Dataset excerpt
====================
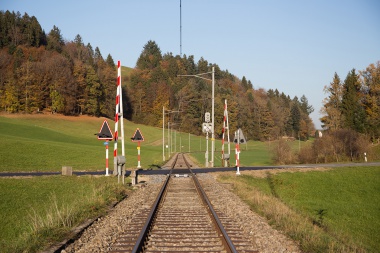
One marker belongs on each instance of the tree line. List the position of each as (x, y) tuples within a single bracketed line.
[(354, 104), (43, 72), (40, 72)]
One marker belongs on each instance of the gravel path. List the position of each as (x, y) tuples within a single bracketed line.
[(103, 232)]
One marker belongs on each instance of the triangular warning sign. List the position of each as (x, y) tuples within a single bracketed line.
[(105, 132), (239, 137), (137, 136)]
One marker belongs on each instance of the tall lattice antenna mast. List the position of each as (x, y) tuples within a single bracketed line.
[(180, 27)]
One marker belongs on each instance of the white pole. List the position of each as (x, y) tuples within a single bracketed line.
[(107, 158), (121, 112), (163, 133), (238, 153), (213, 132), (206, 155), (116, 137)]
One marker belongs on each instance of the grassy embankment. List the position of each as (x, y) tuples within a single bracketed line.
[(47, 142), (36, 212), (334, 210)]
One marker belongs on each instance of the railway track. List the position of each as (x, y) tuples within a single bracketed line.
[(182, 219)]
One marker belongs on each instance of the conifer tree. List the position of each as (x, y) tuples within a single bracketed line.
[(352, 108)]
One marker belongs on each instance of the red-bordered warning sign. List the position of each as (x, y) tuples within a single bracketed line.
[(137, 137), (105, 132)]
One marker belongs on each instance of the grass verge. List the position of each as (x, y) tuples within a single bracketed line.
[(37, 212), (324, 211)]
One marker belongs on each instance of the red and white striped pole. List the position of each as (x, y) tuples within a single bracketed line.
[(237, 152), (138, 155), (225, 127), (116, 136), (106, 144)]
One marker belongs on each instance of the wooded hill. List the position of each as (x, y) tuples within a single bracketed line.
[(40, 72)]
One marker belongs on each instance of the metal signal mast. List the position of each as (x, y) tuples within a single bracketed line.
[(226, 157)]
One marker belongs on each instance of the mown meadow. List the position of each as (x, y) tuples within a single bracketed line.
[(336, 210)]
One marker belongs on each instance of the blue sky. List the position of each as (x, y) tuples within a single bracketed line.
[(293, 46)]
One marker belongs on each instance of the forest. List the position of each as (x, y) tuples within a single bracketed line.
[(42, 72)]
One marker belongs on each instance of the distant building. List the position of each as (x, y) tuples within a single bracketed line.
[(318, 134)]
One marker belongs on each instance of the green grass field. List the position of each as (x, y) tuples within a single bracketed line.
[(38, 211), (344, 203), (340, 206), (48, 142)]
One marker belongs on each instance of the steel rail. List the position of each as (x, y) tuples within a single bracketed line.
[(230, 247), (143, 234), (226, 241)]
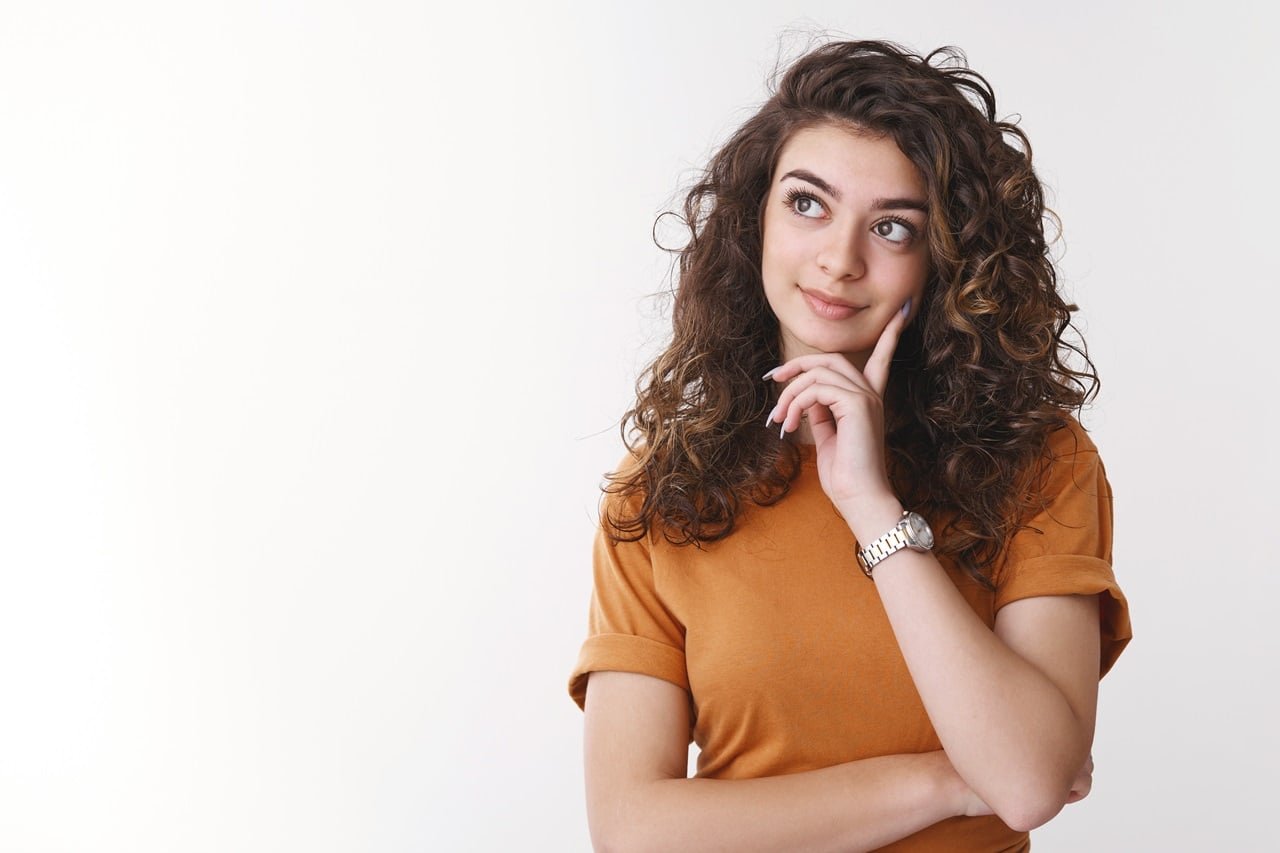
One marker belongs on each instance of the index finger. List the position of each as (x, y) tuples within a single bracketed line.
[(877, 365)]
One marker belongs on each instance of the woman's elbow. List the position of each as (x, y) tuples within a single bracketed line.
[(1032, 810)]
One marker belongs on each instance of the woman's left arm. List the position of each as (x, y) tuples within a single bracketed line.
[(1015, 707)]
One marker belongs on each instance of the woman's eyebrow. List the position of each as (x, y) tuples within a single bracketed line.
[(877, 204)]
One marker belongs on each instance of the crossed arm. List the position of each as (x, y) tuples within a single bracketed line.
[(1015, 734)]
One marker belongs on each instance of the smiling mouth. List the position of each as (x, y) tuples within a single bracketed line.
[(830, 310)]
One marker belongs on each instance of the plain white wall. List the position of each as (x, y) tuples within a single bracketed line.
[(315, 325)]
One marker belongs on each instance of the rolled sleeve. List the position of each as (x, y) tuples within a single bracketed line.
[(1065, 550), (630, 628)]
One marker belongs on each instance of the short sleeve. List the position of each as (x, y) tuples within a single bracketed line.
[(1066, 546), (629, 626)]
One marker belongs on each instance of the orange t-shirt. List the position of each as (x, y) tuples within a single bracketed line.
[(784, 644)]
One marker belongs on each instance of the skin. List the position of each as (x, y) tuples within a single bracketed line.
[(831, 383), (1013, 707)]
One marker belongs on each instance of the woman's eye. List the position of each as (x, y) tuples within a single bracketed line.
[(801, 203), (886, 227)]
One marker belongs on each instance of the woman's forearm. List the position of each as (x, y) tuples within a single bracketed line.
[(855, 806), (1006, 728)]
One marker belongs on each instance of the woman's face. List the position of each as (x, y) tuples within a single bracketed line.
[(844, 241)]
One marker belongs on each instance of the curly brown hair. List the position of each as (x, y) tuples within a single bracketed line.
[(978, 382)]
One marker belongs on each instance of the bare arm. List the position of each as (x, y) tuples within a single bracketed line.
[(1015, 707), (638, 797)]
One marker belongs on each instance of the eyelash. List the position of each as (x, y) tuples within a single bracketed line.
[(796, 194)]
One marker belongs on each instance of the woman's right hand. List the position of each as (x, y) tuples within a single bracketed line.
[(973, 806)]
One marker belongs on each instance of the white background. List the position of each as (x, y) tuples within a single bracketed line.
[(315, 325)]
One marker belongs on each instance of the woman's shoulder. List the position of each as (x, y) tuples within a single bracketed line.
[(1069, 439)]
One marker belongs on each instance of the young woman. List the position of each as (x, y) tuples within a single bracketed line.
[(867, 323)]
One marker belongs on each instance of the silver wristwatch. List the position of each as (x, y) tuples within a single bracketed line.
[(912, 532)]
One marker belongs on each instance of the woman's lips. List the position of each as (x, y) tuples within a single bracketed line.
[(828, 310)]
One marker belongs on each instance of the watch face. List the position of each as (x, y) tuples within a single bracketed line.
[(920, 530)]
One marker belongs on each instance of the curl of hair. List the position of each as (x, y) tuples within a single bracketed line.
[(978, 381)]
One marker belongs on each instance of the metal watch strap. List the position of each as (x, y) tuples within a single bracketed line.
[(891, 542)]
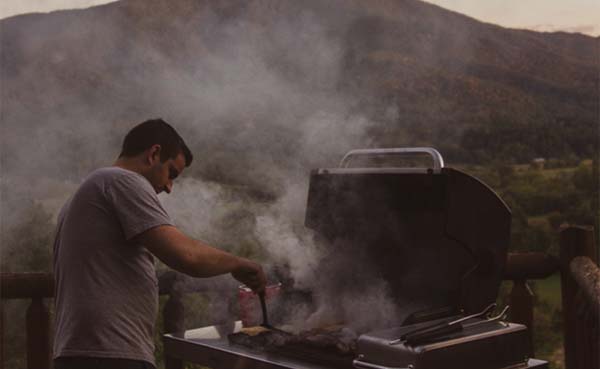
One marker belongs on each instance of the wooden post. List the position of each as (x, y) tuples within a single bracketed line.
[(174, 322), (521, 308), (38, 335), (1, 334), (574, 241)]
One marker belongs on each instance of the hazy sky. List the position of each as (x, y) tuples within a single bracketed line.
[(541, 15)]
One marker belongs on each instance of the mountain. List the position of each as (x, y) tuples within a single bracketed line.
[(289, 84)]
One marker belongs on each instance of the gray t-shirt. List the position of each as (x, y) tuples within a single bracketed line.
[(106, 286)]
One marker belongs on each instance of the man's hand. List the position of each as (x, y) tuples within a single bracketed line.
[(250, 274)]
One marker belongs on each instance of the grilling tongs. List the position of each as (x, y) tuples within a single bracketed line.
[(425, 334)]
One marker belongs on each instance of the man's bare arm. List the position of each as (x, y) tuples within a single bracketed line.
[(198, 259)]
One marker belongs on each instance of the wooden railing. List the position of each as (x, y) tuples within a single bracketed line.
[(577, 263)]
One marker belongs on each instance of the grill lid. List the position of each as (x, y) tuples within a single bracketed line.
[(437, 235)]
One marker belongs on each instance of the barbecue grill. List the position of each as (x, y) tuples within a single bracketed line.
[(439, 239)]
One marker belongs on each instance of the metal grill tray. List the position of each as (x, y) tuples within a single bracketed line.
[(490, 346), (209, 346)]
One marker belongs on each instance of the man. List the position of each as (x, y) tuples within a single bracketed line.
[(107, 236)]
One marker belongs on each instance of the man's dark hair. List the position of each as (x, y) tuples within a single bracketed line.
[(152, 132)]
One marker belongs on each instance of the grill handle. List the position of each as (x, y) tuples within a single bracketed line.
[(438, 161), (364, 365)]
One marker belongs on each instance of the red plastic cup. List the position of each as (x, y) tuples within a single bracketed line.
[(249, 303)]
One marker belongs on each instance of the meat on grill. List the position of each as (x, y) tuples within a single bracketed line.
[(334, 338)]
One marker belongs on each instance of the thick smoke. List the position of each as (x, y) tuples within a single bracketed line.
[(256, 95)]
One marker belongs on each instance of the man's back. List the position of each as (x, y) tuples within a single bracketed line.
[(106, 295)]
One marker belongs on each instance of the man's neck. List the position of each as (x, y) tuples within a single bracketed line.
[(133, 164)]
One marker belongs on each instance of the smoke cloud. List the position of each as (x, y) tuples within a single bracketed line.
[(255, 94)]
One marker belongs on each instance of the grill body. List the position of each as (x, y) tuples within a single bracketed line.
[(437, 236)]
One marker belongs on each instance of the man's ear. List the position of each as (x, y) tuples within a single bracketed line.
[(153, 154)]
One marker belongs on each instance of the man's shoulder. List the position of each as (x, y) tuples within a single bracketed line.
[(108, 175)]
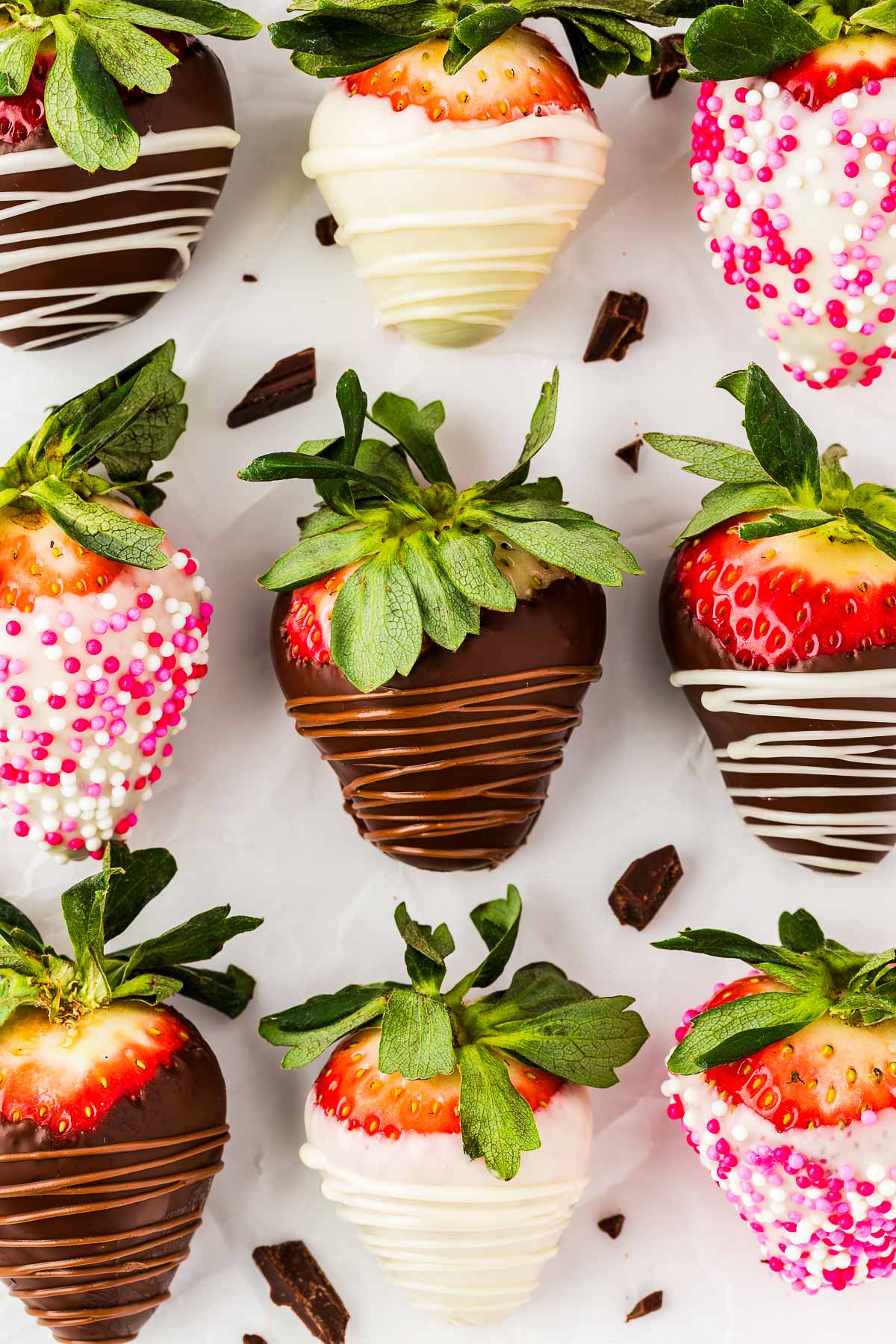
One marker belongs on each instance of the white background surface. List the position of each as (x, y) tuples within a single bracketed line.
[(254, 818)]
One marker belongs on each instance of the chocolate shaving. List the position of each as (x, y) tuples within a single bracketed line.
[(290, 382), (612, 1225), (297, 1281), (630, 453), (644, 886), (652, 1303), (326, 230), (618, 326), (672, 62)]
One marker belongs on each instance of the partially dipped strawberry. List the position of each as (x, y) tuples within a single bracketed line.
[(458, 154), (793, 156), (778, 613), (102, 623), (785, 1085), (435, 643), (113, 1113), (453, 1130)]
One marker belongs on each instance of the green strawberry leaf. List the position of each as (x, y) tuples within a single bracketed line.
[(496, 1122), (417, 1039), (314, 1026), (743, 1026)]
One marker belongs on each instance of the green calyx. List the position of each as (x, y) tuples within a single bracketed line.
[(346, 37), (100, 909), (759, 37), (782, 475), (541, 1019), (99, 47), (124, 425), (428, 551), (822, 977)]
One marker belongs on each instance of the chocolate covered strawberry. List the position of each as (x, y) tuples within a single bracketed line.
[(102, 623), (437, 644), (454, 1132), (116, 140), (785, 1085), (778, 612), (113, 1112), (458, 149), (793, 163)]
====================
GIVEN EXERCISE:
Please render the items between the lines holding "One marker belongs on each instance of the woman's face." and "[(912, 532)]", inclusive, as a two-column CSV with the columns item_text and answer. Give one row per item, with each value in a single quoted field and line breaks replaced by spaces.

RESPONSE:
item_text,answer
"One marker belongs on each instance of the woman's face. List the position of each as (x, y) tuples within a single bracketed line.","[(844, 241)]"
"One marker belongs on each instance of the curly brown hair. List the position of each as (x, y) tuples within a single bracketed line.","[(978, 382)]"
"One marker belongs on each instance of the bare arm. List the position of each as (x, y) tuples within a single bracketed line.","[(1015, 707), (638, 797)]"
"One marker belongs on each instance of the eyelash. List the position of each as (x, y) tuples within a single bracketed line.","[(796, 194)]"
"One marker belongs on each instance of the woman's right hand. List the position of each as (x, y) tuples within a single bracketed line.","[(973, 806)]"
"One marker belongs on each instance of the white background. List the position of each as (x, y) tuples within a single bracketed line.","[(315, 325)]"
"One marker belongs on each instance of the woman's shoulder. List the position of each as (x, y) tuples within a single bracketed line.","[(1069, 439)]"
"One marker belongs on each instance of the young woman. List the position of each as (x, y) tuples within a single bracketed line.","[(867, 323)]"
"One marker belongs on each instance of the silver wristwatch. List the position of each as (x, y) tuples within a single bracketed line.","[(912, 532)]"